● **Activity**:
Word for word, set down the entries below.

● **Data provided**:
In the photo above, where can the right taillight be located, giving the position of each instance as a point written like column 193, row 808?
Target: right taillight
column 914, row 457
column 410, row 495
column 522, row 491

● **Answer to this task**:
In the photo above, where can the right taillight be located, giving the position of each instance as a point written like column 193, row 808?
Target: right taillight
column 914, row 457
column 410, row 495
column 522, row 491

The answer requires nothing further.